| EXERCISE TASKS |
(1) Reproduce the column on Wall Street investment pitches word for word, everything from "The business world" down to "one year’s revenue.".
(2) Carry on the column on Wall Street investment pitches from the point where it stops.

| DOCUMENT PASSAGE |
Inside Scoop on the Hot Poop

Inside Scoop on the Hot Poop

When I worked on Wall Street and made money, my stockbroker would ask me to hear presentations by people in high places who wanted to sell me sure-fire investments. The two big hotels for getting cocktails, canapes and a sure-fire pitch were the Sheraton (the Democrats’ hotel) and the Riga Royal (appropriately, the Republicans’).

At the Sheraton, I saw James Carville, during a wing-ding pre-election pep talk to the faithful, confuse Governors Bill Clinton and Mario Cuomo, so at least he got a good laugh. But the Riga Royal was more opulent — foie gras, rare filet mignon and champagne.

I heard Senator Phil Graham from Texas, chairman of the Senate Finance Committee (whose wife was on the Enron Board), lie through his teeth about what his party would do for all of us, tax-wise, under President George W. Bush. What they did was for themselves, top down as always. But the meeting with the Carlyle Group was the tip-top session for me.

The business world shudders when it hears that name, from fear of being taken over. Like Mitt Romney, they are nabobs with strong bank connections. They borrow money cheaply, and give their targets offers they can’t refuse, sealing the deal with golden parachutes for those now ousted from the trough. Once in control, they fire most of the workers (a la Musk and Twitter), often selling the machinery — particularly popular in the newspaper industry where local newspapers now provide 10 percent of the sales they did 15 years ago.

Then they down-size the pension funds based on fewer workers, using all those proceeds to pay back the bankers. In essence, in large part they buy the company with its own money. One CEO of such a buyout fund (named Smith, adequately anonymously) bought eight $2 million Palm Beach mansions for himself based on one year’s revenue.

The first part of the presentation — where they were raising a blind pool of $5 billion, to be invested in Carlyle’s sole discretion, involved this.

One of their former partners was OUR ambassador to Italy. Carlyle’s starting lineup features several IRS commissioners, senators, former cabinet members and a number of CEOs of major corporations and accounting firms. Beat that? You can’t. FIAT had decided to divest its substantial armaments division, which produced all the items used now on both sides in Ukraine.

| ROWS |
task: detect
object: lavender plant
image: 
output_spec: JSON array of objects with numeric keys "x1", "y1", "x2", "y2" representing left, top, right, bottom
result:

...

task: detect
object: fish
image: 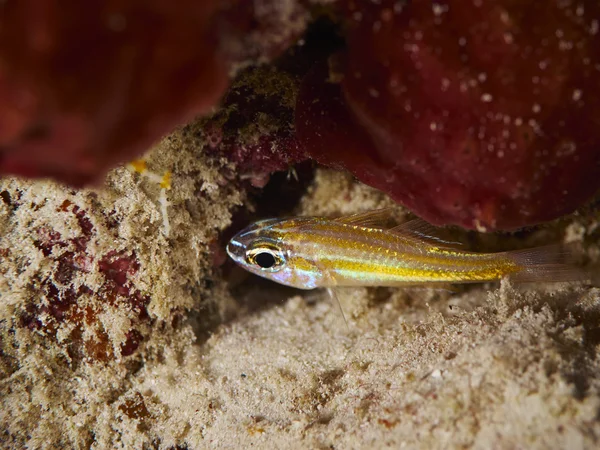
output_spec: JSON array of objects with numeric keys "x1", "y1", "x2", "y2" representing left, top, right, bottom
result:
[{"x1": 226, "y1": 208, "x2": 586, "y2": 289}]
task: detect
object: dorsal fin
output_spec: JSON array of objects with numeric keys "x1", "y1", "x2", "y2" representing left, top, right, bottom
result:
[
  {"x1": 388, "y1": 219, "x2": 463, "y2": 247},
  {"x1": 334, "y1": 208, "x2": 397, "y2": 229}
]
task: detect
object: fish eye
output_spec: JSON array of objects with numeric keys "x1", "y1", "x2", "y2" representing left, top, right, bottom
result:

| RESULTS IN ORDER |
(1)
The business world shudders when it hears that name, from fear of being taken over. Like Mitt Romney, they are nabobs with strong bank connections. They borrow money cheaply, and give their targets offers they can’t refuse, sealing the deal with golden parachutes for those now ousted from the trough. Once in control, they fire most of the workers (a la Musk and Twitter), often selling the machinery — particularly popular in the newspaper industry where local newspapers now provide 10 percent of the sales they did 15 years ago.

Then they down-size the pension funds based on fewer workers, using all those proceeds to pay back the bankers. In essence, in large part they buy the company with its own money. One CEO of such a buyout fund (named Smith, adequately anonymously) bought eight $2 million Palm Beach mansions for himself based on one year’s revenue.

(2)
When the ambassador got the call from one of the Agnelli family, which controls Fiat, his first call went to the head of the Carlyle Group. That man’s first call was to the said Agnelli and the deal got done before anyone else knew. Did he call the President or the Secretary of Defense or his party’s leader? No, his loyalty was clear. To the money and the people best described as “moneyed,” showing what high level of inside information you could invest with, blindly, but alongside seeing-eye dogs in human form.

An approving murmur and rumble issued from the crowd, and the presenter opened the floor for questions. One man stood up, raised his hand, and got called on. He said he was an investor in a previous blind pool of $4 billion raised by Carlyle, which was now only half invested. The presenter shrugged, asking “But what’s your point?”

It’s simple, the man responded. “How will you decide to allocate our investments among your various future opportunities? Who goes first and who doesn’t?” The answer was quick and simple.

“It’s not complicated,” the presenter replied. “We will always be absolutely fair to everyone, using our best judgment in all cases. I hope that answers your question,” immediately calling on one who unmasked himself as the plant in the audience who asks softball questions requiring long and tedious answers to lull the audience to sleep and keep them at a proper distance from reality.

Mike Parish lives in Alameda.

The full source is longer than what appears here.